Set exercise: Format these rows as a Markdown table with two columns, Number and Record line, giving each non-blank line its own table row and skipping the blank ones. Leave the pictures out of the answer.

+++

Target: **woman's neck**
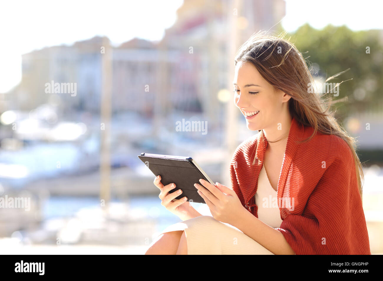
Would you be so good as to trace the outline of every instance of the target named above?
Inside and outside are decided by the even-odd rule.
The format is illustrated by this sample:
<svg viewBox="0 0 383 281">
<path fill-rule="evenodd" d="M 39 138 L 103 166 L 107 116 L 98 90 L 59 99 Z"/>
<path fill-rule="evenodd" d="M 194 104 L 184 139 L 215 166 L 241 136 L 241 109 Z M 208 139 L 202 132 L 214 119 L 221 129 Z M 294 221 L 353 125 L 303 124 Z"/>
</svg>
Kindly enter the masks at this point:
<svg viewBox="0 0 383 281">
<path fill-rule="evenodd" d="M 269 149 L 278 150 L 281 149 L 285 151 L 292 120 L 292 117 L 288 114 L 286 118 L 283 119 L 277 123 L 278 125 L 263 129 L 265 136 L 268 143 L 267 147 Z M 280 123 L 280 125 L 279 125 L 279 123 Z M 276 142 L 272 142 L 276 141 Z"/>
</svg>

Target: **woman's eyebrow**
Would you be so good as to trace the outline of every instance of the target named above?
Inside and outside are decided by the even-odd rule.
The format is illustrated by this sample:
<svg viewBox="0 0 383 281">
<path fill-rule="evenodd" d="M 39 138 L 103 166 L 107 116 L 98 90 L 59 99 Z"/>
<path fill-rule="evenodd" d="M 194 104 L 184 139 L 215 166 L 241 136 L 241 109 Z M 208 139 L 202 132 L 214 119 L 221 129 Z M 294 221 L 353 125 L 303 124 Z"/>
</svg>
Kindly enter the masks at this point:
<svg viewBox="0 0 383 281">
<path fill-rule="evenodd" d="M 238 85 L 237 85 L 237 84 L 236 83 L 233 83 L 233 84 L 234 85 L 235 85 L 236 86 L 238 86 Z M 244 87 L 246 88 L 246 87 L 250 87 L 250 86 L 255 86 L 256 87 L 261 87 L 261 86 L 259 86 L 259 85 L 255 85 L 255 84 L 248 84 L 244 86 Z"/>
</svg>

+++

Result:
| Number | Record line |
|---|---|
| 1 | Target: **woman's neck** |
| 2 | Would you be so good as to trace the outline of every instance of the target named above? |
| 3 | Inside and outside are decided by the even-odd rule. |
| 4 | The format is illustrated by this sample: |
| 5 | <svg viewBox="0 0 383 281"> |
| 6 | <path fill-rule="evenodd" d="M 39 138 L 103 166 L 107 116 L 98 90 L 59 99 Z"/> |
| 7 | <path fill-rule="evenodd" d="M 194 104 L 184 139 L 215 166 L 241 136 L 241 109 Z M 208 139 L 202 132 L 214 119 L 221 129 Z M 294 221 L 353 125 L 303 124 Z"/> |
| 8 | </svg> |
| 9 | Kindly enter the masks at this point: |
| 10 | <svg viewBox="0 0 383 281"> |
| 11 | <path fill-rule="evenodd" d="M 269 149 L 278 150 L 281 149 L 285 151 L 292 120 L 292 117 L 288 114 L 286 118 L 283 119 L 277 123 L 278 125 L 263 129 L 265 136 L 268 143 L 267 147 Z M 280 123 L 280 125 L 279 125 L 279 123 Z M 276 142 L 272 142 L 276 141 Z"/> |
| 12 | </svg> |
| 13 | Target: **woman's eyebrow** |
| 14 | Would you be so good as to trace the outline of every instance of the target named above? |
| 15 | Inside and outside are decided by the even-odd rule. |
| 16 | The format is illustrated by this sample: |
| 17 | <svg viewBox="0 0 383 281"> |
| 18 | <path fill-rule="evenodd" d="M 39 138 L 103 166 L 107 116 L 98 90 L 59 99 Z"/> |
| 19 | <path fill-rule="evenodd" d="M 194 104 L 184 139 L 215 166 L 241 136 L 241 109 Z M 208 139 L 202 132 L 214 119 L 221 129 Z M 294 221 L 353 125 L 303 124 Z"/> |
| 20 | </svg> |
| 21 | Kindly enter the masks at this point: |
| 22 | <svg viewBox="0 0 383 281"> |
| 23 | <path fill-rule="evenodd" d="M 238 85 L 237 85 L 237 84 L 236 83 L 233 83 L 233 84 L 234 85 L 235 85 L 236 86 L 238 86 Z M 244 87 L 246 88 L 246 87 L 250 87 L 250 86 L 255 86 L 256 87 L 261 87 L 261 86 L 259 86 L 259 85 L 255 85 L 255 84 L 248 84 L 244 86 Z"/> |
| 24 | </svg> |